### INSTRUCTIONS FOR THE TASK
Set down the material exactly. Keep every line.

________

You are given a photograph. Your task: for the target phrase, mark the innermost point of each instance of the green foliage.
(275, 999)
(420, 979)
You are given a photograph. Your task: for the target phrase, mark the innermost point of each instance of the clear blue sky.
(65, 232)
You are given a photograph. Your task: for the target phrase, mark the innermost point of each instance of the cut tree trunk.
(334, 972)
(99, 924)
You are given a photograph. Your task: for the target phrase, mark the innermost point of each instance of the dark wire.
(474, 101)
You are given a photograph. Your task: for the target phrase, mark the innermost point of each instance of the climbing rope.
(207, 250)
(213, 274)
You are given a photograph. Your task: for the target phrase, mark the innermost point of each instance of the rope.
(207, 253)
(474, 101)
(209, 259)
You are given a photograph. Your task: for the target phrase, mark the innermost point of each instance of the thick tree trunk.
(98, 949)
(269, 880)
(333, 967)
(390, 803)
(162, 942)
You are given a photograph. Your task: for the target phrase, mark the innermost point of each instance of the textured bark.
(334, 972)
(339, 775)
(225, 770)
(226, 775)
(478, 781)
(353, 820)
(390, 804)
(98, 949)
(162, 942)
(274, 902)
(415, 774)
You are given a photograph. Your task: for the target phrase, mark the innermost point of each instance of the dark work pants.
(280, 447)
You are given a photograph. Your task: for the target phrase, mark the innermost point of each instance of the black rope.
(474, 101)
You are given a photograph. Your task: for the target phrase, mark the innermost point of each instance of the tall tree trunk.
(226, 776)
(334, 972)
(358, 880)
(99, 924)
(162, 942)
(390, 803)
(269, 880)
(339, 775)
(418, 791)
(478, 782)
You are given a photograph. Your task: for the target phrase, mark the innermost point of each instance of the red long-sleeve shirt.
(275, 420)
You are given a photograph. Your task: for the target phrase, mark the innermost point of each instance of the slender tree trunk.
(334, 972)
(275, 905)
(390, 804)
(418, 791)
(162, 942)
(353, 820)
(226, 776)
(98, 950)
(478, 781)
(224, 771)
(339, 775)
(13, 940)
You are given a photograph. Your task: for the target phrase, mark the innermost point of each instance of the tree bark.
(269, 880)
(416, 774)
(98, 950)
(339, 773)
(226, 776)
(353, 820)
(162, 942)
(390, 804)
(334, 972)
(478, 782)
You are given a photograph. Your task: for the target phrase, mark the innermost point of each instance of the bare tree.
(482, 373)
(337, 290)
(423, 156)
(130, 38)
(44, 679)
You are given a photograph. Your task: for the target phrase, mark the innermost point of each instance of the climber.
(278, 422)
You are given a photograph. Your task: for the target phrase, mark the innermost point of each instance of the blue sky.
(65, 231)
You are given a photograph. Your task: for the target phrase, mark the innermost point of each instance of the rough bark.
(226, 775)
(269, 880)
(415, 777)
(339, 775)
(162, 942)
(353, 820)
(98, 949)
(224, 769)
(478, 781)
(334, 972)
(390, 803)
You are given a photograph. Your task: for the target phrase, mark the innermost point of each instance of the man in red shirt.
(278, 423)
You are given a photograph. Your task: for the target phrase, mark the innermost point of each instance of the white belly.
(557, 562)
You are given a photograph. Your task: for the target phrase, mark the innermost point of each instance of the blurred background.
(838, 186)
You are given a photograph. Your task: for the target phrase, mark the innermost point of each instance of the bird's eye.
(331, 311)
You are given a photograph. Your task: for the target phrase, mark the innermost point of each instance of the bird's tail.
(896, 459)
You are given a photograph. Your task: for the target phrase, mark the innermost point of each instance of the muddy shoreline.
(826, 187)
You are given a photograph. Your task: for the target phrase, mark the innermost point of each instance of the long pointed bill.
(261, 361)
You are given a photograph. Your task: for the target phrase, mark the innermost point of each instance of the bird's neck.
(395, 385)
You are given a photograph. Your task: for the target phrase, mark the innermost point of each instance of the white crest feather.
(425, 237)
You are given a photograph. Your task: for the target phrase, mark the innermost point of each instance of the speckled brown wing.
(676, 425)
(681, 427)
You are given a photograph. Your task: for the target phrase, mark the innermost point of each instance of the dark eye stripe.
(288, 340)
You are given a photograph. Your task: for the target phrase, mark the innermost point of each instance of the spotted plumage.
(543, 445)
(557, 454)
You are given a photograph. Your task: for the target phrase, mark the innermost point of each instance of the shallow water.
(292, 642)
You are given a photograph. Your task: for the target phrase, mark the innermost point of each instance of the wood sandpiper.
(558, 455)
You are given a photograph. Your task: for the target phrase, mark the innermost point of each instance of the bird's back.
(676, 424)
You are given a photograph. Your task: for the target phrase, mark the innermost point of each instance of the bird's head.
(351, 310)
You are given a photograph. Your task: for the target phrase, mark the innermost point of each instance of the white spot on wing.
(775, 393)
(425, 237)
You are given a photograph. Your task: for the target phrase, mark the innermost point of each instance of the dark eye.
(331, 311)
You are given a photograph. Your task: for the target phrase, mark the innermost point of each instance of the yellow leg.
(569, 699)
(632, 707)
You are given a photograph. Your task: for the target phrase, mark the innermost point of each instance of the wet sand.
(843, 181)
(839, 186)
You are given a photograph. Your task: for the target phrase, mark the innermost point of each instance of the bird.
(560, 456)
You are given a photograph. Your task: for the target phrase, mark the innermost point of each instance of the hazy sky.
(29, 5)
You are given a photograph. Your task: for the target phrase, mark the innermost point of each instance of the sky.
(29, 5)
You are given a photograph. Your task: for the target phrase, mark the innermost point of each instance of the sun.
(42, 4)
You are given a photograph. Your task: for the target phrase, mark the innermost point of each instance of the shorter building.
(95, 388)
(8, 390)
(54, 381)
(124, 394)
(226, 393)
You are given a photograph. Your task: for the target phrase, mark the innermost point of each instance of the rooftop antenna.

________

### WRITTEN ANSWER
You are given a photograph. Your task: for the target phrase, mark the innermost point of each instance of the green foliage.
(275, 999)
(420, 979)
You are given a photograph. Your task: for the target phrase, mark the innermost point of each instance of the clear blue sky.
(65, 232)
You are given a photograph. Your task: for the target phrase, mark the innermost point of each instance of the cut tree trunk.
(334, 972)
(99, 924)
You are given a photograph. Your task: for the target phrase, mark the innermost point of each instance of the dark wire.
(474, 101)
You are given a photograph. Your task: for the target phrase, mark the innermost point of each instance of the climbing rope.
(207, 250)
(213, 274)
You are given a photograph. Your task: for the target phrase, mark the innermost point of each instance of the rope.
(207, 253)
(474, 101)
(209, 259)
You are given a photograph. Your task: for the target phrase, mark the innermost point of each instance of the thick tree trunk.
(98, 949)
(269, 880)
(333, 967)
(390, 803)
(162, 942)
You are given a photograph. Your task: for the target phrase, mark the innermost point of each instance of the textured bark.
(334, 972)
(339, 775)
(225, 770)
(226, 775)
(478, 781)
(353, 820)
(390, 804)
(98, 949)
(162, 942)
(274, 902)
(415, 774)
You are given a photograph. Your task: for the target phrase, mark the innermost point of each instance of the dark work pants.
(280, 447)
You are given a photograph. Your task: for the target phrase, mark the innermost point of each instance of the black rope.
(474, 101)
You are given a photograph. Your task: for the target phrase, mark the innermost point of each instance of the tall tree trunk.
(226, 776)
(334, 972)
(358, 880)
(99, 924)
(162, 942)
(390, 803)
(269, 880)
(339, 775)
(418, 791)
(478, 782)
You are given a photograph. Your task: for the target phrase, mark the innermost point of each instance of the red long-sleeve shirt.
(275, 420)
You are given a photograph. Your task: for the target phrase, mark the innermost point of each instance of the slender tree trunk.
(334, 972)
(275, 905)
(390, 804)
(418, 791)
(162, 942)
(353, 820)
(226, 776)
(98, 950)
(478, 781)
(224, 771)
(339, 775)
(13, 940)
You are given a photograph. Your task: for the target phrase, mark the innermost point of each instance of the tree bark.
(269, 880)
(416, 774)
(98, 950)
(339, 773)
(226, 776)
(353, 820)
(162, 942)
(390, 804)
(334, 972)
(478, 782)
You are given a photograph. Your task: for the target phrase, mark the innermost point of each instance of the bare tree.
(482, 373)
(337, 290)
(423, 156)
(130, 38)
(44, 679)
You are given a photograph. Your task: for the target phrase, mark the innermost point of each instance of the climber.
(278, 422)
You are given a photograph. Your task: for the target phrase, mark the innermost point of each instance of the blue sky.
(65, 231)
You are given a photograph. Your task: for the target phrase, mark the innermost point of each instance of the rough bark.
(226, 775)
(269, 880)
(415, 777)
(339, 775)
(162, 942)
(353, 820)
(98, 949)
(224, 769)
(478, 781)
(334, 972)
(390, 803)
You are given a photograph. Your task: for the target phrase, mark the innermost point of each instance of the man in red shirt.
(278, 423)
You are given a photograph. Your task: for the target phrase, mark the innermost point of each instance of the white belly.
(557, 562)
You are given a photograph. Your task: for the target phrase, mark the innermost point of each instance of the blurred background.
(838, 186)
You are given a photograph. Your task: for the target phrase, mark the innermost point of each instance of the bird's eye.
(331, 311)
You are given a photograph. Your task: for the target phrase, mark the innermost point of each instance of the bird's tail.
(896, 459)
You are given a photograph. Your task: for the target phrase, mark the innermost point of each instance of the muddy shoreline.
(826, 187)
You are given a photograph. Your task: for the target phrase, mark the innermost point of each instance of the long pointed bill.
(261, 361)
You are given a photograph. Your task: for the target phrase, mark the innermost point of each instance of the bird's neck.
(395, 385)
You are given a photograph. Your task: for the target phrase, mark the innermost point of each instance of the white crest feather.
(425, 237)
You are given a photograph. Your task: for the target phrase, mark the innermost point of each instance of the speckled brown wing.
(676, 425)
(681, 427)
You are given a photograph. Your task: for the target phrase, mark the innermost point of each instance of the dark eye stripe.
(288, 340)
You are given a photograph. Your task: for the target phrase, mark the innermost point of each instance of the spotted plumage.
(543, 445)
(557, 454)
You are given a photograph. Your task: for the target phrase, mark the innermost point of each instance of the shallow water.
(292, 642)
You are given a photograph. Your task: for the target phrase, mark the innermost point of each instance of the wood sandpiper.
(558, 455)
You are given a photograph. Your task: for the target phrase, mark the innermost point of each instance of the bird's back.
(676, 424)
You are given a photograph. Your task: for the target phrase, mark the innermost point of each instance of the bird's head.
(351, 310)
You are given a photograph. Your task: for the target phrase, mark the innermost point of each instance of the white spot on wing.
(775, 393)
(425, 237)
You are given a photograph. Your task: for the target phrase, mark the innermost point of each instance of the dark eye.
(331, 311)
You are given a photograph. Your task: for the target phrase, mark the innermost point of each instance of the yellow leg.
(569, 699)
(632, 707)
You are given a photograph. Your task: for the target phrase, mark the innermost point of each instance of the wet sand.
(843, 181)
(839, 186)
You are given a photograph. Your task: for the target phrase, mark the innermost point of each instance of the bird.
(560, 456)
You are given a photograph. Your task: for the target phrase, mark the innermost point of each instance of the hazy sky.
(29, 5)
You are given a photograph. Your task: for the target phrase, mark the innermost point of each instance of the sky.
(29, 5)
You are given a photograph. Your task: for the target phrase, mark the innermost point of each instance of the sun.
(42, 4)
You are given a photograph. Your task: for the target phrase, mark the innermost point of each instance of the shorter building.
(95, 388)
(8, 390)
(54, 381)
(124, 394)
(226, 393)
You are given a photograph. Your task: for the target phrase, mark the innermost point of each instance of the rooftop antenna.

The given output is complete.